» **REQUIRED TASK**: Copy the lines below word for word, from the line containing "Does the above picture contain any television" through the line containing "[260, 196, 573, 494]", both included.

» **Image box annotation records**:
● ● ● ● ●

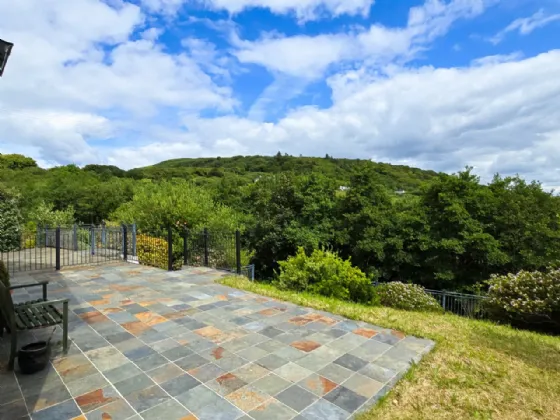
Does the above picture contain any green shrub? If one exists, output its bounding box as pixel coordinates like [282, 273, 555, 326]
[375, 281, 443, 312]
[136, 235, 183, 270]
[0, 260, 10, 287]
[276, 248, 373, 303]
[486, 268, 560, 332]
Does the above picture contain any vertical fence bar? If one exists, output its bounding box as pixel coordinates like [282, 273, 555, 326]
[187, 229, 189, 265]
[167, 226, 173, 271]
[55, 226, 60, 270]
[132, 223, 136, 256]
[204, 228, 208, 267]
[235, 229, 241, 275]
[122, 225, 128, 261]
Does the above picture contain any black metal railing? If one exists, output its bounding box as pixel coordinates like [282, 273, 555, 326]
[424, 289, 487, 319]
[0, 225, 135, 273]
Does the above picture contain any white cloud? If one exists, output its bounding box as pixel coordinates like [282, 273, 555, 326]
[0, 0, 236, 162]
[490, 9, 560, 44]
[233, 0, 493, 79]
[99, 51, 560, 188]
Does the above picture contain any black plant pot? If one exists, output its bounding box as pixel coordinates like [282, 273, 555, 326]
[18, 341, 51, 375]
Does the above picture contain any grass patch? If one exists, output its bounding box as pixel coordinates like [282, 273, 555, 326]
[221, 277, 560, 420]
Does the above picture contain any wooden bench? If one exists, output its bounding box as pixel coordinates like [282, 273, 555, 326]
[0, 282, 69, 370]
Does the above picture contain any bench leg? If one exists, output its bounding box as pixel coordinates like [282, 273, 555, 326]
[62, 302, 68, 353]
[8, 331, 17, 370]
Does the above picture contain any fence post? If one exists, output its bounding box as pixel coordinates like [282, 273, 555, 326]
[72, 223, 78, 251]
[132, 223, 136, 256]
[54, 226, 60, 270]
[101, 222, 107, 248]
[187, 229, 189, 265]
[204, 228, 208, 267]
[235, 229, 241, 274]
[167, 226, 173, 271]
[123, 225, 128, 261]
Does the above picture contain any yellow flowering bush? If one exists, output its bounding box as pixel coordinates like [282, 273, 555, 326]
[486, 269, 560, 331]
[375, 281, 443, 312]
[136, 234, 183, 270]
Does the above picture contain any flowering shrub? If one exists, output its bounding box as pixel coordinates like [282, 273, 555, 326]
[486, 269, 560, 330]
[276, 248, 373, 303]
[136, 235, 183, 270]
[375, 282, 443, 312]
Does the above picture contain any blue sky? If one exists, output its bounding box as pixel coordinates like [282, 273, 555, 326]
[0, 0, 560, 187]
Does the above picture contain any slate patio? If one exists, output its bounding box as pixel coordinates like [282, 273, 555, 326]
[0, 263, 433, 420]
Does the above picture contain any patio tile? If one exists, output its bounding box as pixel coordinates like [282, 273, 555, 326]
[114, 373, 154, 397]
[226, 385, 270, 412]
[237, 346, 269, 362]
[342, 373, 383, 398]
[249, 398, 297, 420]
[146, 363, 185, 384]
[359, 363, 397, 383]
[301, 398, 350, 420]
[160, 373, 200, 397]
[66, 373, 109, 397]
[85, 400, 136, 420]
[188, 363, 226, 382]
[25, 385, 70, 413]
[334, 354, 367, 372]
[324, 386, 367, 413]
[103, 362, 142, 383]
[142, 400, 191, 420]
[0, 399, 27, 420]
[206, 373, 247, 396]
[232, 363, 270, 384]
[33, 400, 82, 420]
[122, 385, 169, 413]
[161, 346, 193, 362]
[276, 385, 318, 413]
[75, 386, 121, 413]
[298, 373, 339, 397]
[252, 373, 292, 396]
[274, 362, 313, 383]
[136, 353, 169, 372]
[255, 354, 288, 370]
[318, 363, 354, 384]
[175, 353, 208, 370]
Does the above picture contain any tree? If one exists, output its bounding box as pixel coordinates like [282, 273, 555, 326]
[0, 184, 22, 252]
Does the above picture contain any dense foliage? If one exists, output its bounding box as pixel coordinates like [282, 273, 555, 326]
[0, 184, 21, 252]
[486, 269, 560, 332]
[375, 281, 443, 312]
[0, 154, 560, 291]
[275, 248, 373, 303]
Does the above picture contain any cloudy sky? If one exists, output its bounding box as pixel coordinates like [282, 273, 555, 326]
[0, 0, 560, 187]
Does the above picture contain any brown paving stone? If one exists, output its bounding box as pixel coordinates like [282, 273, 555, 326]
[352, 328, 377, 338]
[210, 347, 225, 360]
[134, 312, 167, 326]
[259, 308, 278, 316]
[75, 387, 120, 413]
[121, 321, 150, 336]
[290, 340, 321, 353]
[299, 373, 338, 397]
[226, 386, 270, 412]
[288, 316, 312, 327]
[317, 316, 338, 327]
[146, 363, 185, 385]
[391, 330, 406, 339]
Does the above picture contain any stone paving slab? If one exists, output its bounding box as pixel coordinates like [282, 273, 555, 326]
[0, 264, 434, 420]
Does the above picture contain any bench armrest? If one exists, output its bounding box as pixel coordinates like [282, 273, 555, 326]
[9, 280, 49, 300]
[21, 299, 70, 308]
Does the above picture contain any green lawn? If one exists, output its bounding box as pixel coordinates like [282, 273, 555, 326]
[221, 277, 560, 420]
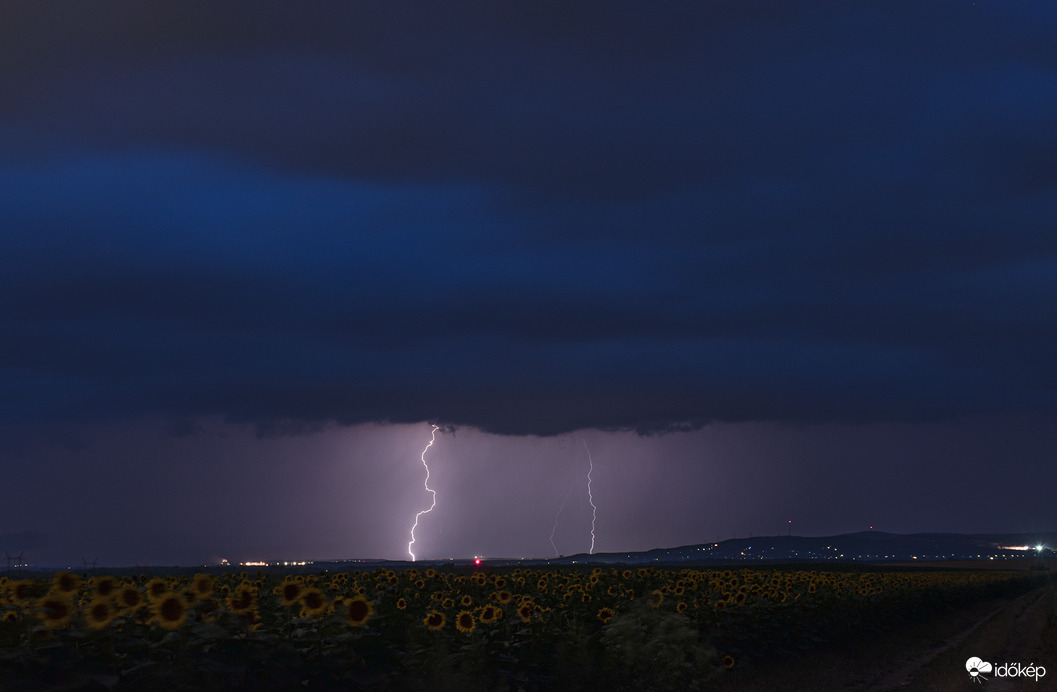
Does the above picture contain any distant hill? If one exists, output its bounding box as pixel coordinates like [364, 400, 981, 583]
[548, 531, 1057, 564]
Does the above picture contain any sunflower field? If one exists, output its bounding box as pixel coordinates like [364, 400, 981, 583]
[0, 567, 1044, 690]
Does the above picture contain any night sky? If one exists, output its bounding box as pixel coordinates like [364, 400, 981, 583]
[0, 0, 1057, 566]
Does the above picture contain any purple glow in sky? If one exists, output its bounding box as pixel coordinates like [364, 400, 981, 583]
[0, 0, 1057, 565]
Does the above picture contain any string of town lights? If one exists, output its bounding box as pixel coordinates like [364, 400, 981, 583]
[580, 438, 598, 555]
[407, 425, 598, 562]
[551, 481, 578, 558]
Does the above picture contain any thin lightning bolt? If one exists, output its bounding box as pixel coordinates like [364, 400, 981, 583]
[407, 426, 440, 562]
[551, 481, 576, 557]
[580, 438, 598, 555]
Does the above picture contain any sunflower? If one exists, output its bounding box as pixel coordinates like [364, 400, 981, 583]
[456, 611, 477, 634]
[52, 572, 80, 594]
[153, 593, 187, 630]
[341, 596, 374, 628]
[422, 611, 445, 632]
[37, 591, 74, 630]
[301, 586, 328, 617]
[227, 584, 257, 613]
[85, 598, 117, 630]
[191, 574, 215, 598]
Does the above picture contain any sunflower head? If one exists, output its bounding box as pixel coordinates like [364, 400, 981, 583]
[37, 591, 74, 630]
[85, 598, 117, 630]
[153, 593, 187, 630]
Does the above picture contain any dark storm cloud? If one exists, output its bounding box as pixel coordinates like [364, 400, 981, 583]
[0, 1, 1057, 434]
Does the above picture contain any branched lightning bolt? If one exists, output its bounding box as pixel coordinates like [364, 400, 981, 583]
[580, 438, 598, 555]
[551, 481, 576, 557]
[407, 426, 441, 562]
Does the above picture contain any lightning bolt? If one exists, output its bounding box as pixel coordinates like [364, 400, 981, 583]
[580, 437, 598, 555]
[551, 481, 576, 557]
[407, 426, 441, 562]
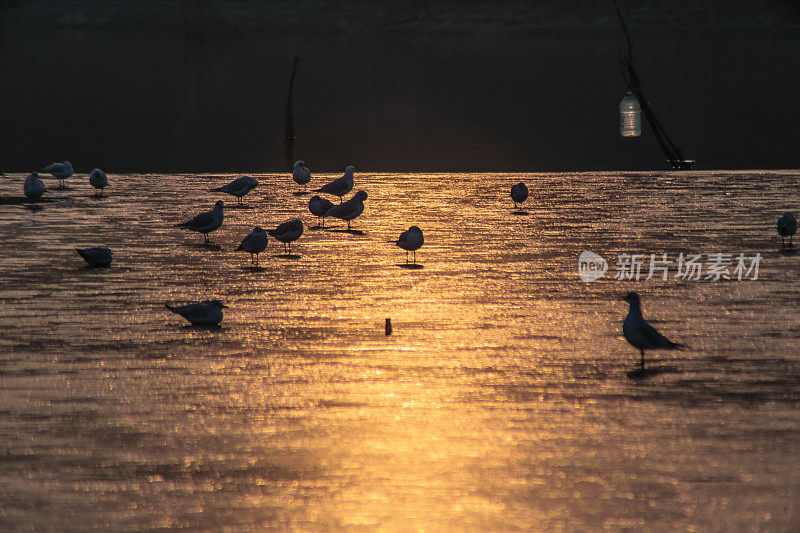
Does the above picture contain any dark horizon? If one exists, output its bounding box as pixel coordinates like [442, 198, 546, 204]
[0, 0, 800, 173]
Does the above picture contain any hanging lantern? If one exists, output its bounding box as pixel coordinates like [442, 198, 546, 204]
[619, 91, 642, 137]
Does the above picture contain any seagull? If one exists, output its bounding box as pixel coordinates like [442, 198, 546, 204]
[511, 181, 528, 209]
[622, 292, 686, 371]
[89, 168, 108, 196]
[325, 191, 367, 229]
[778, 212, 797, 248]
[314, 165, 356, 203]
[77, 246, 112, 267]
[308, 196, 333, 228]
[292, 161, 311, 191]
[23, 172, 47, 200]
[209, 176, 258, 205]
[42, 161, 75, 188]
[267, 218, 303, 253]
[235, 226, 269, 268]
[177, 200, 225, 244]
[394, 226, 425, 265]
[164, 300, 228, 326]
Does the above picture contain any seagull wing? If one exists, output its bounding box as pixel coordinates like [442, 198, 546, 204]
[636, 320, 678, 349]
[181, 211, 214, 228]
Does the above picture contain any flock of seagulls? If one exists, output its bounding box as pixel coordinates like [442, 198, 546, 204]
[15, 161, 797, 377]
[23, 161, 108, 200]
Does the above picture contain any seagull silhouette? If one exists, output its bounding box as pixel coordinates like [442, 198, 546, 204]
[22, 172, 47, 200]
[511, 181, 528, 209]
[267, 218, 303, 254]
[89, 168, 108, 196]
[314, 165, 356, 203]
[325, 191, 367, 230]
[209, 176, 258, 205]
[622, 292, 687, 372]
[292, 161, 311, 192]
[177, 200, 225, 244]
[394, 226, 425, 265]
[77, 246, 113, 267]
[235, 226, 269, 268]
[164, 300, 228, 326]
[308, 196, 333, 228]
[42, 161, 75, 188]
[778, 212, 797, 249]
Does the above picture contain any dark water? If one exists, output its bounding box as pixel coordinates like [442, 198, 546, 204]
[0, 171, 800, 531]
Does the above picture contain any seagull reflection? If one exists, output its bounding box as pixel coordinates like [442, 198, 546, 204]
[164, 300, 228, 326]
[308, 196, 333, 228]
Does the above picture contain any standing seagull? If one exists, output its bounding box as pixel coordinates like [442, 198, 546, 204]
[209, 176, 258, 205]
[622, 292, 686, 372]
[394, 226, 425, 265]
[42, 161, 75, 189]
[77, 246, 113, 268]
[308, 196, 333, 228]
[314, 165, 356, 203]
[89, 168, 108, 196]
[511, 181, 528, 209]
[177, 200, 225, 244]
[22, 172, 46, 200]
[292, 161, 311, 193]
[164, 300, 228, 326]
[325, 191, 367, 230]
[235, 226, 269, 268]
[267, 218, 303, 254]
[778, 212, 797, 249]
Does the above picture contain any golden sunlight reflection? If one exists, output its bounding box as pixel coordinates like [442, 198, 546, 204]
[0, 172, 800, 531]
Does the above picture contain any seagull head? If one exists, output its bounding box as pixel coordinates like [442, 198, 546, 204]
[623, 292, 639, 305]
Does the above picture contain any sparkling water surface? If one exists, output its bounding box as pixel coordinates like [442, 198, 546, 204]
[0, 171, 800, 531]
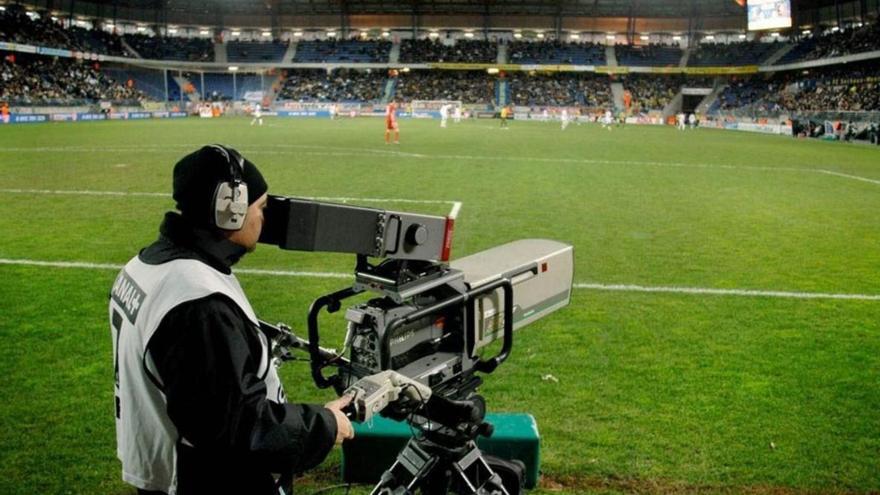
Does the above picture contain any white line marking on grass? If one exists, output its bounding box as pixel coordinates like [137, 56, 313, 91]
[0, 258, 880, 301]
[0, 188, 463, 208]
[817, 170, 880, 185]
[573, 283, 880, 301]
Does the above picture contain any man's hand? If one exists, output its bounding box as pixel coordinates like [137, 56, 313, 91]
[324, 395, 354, 445]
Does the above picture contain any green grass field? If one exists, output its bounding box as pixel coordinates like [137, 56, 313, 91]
[0, 119, 880, 494]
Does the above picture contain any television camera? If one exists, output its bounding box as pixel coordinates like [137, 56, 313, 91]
[260, 196, 573, 494]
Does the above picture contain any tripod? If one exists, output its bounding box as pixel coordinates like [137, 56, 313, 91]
[371, 437, 511, 495]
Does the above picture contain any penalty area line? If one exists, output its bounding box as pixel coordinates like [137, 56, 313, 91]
[0, 188, 463, 208]
[0, 258, 880, 301]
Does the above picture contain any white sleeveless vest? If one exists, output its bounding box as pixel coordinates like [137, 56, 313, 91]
[109, 257, 285, 494]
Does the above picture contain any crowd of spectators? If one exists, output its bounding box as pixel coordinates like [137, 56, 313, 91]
[293, 38, 391, 63]
[688, 41, 782, 67]
[622, 74, 686, 112]
[0, 5, 125, 56]
[125, 34, 214, 62]
[777, 22, 880, 64]
[400, 39, 498, 63]
[508, 72, 612, 109]
[0, 52, 146, 105]
[614, 43, 682, 67]
[713, 62, 880, 114]
[507, 40, 605, 65]
[396, 70, 495, 104]
[278, 69, 387, 102]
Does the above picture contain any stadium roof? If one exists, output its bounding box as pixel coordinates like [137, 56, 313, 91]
[53, 0, 744, 17]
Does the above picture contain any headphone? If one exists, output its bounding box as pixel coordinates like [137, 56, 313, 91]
[207, 144, 248, 230]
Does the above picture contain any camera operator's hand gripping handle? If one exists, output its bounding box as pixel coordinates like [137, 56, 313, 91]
[308, 287, 361, 388]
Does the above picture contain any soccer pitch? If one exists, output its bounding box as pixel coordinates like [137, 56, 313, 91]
[0, 118, 880, 494]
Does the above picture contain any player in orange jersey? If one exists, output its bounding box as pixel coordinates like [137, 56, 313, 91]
[385, 100, 400, 144]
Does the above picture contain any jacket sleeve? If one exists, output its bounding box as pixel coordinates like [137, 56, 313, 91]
[147, 294, 336, 473]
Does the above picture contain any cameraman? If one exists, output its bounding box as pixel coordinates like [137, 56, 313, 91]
[109, 145, 353, 495]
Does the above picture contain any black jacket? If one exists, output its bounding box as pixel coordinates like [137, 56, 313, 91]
[139, 213, 336, 495]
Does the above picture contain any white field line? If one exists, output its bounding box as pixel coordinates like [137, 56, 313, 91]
[0, 258, 880, 301]
[0, 144, 880, 185]
[0, 188, 463, 218]
[819, 170, 880, 185]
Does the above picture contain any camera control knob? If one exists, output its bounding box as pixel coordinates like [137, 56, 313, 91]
[406, 223, 428, 246]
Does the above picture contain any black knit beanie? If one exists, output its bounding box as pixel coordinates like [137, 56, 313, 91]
[173, 145, 269, 226]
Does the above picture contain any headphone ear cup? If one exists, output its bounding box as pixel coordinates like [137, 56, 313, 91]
[214, 182, 248, 230]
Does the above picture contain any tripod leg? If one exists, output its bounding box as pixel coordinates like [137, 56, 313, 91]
[370, 439, 437, 495]
[453, 443, 509, 495]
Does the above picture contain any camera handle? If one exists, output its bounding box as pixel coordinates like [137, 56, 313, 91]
[378, 278, 513, 373]
[308, 287, 363, 388]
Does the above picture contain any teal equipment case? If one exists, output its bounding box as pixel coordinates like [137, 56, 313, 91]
[342, 413, 541, 488]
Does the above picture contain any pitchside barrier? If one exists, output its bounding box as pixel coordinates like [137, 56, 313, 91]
[0, 111, 187, 124]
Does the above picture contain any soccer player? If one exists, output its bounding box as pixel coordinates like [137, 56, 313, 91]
[251, 103, 263, 125]
[602, 110, 614, 131]
[385, 100, 400, 144]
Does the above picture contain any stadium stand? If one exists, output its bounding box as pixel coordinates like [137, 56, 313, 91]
[688, 41, 781, 67]
[396, 70, 495, 105]
[0, 5, 126, 56]
[776, 23, 880, 65]
[278, 69, 386, 102]
[0, 52, 147, 106]
[615, 43, 682, 67]
[508, 72, 612, 109]
[710, 62, 880, 114]
[125, 34, 214, 62]
[293, 39, 391, 63]
[622, 74, 685, 111]
[507, 40, 605, 65]
[400, 39, 498, 63]
[101, 66, 165, 101]
[226, 41, 287, 62]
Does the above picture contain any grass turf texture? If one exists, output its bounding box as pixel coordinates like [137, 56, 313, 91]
[0, 119, 880, 494]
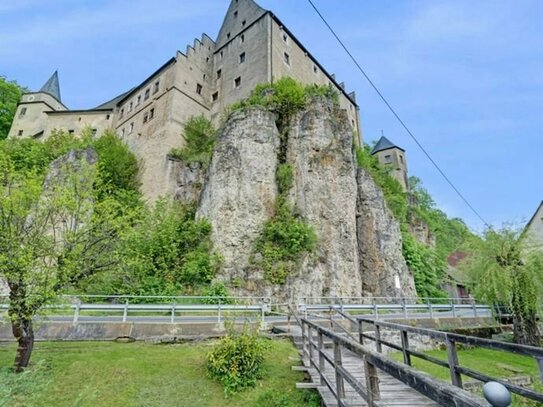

● ● ● ● ●

» **ANSWER BELOW**:
Does the above picture contain any television camera? If one exists, output its bounding box as pixel coordinates like [137, 56, 313, 91]
[260, 196, 573, 494]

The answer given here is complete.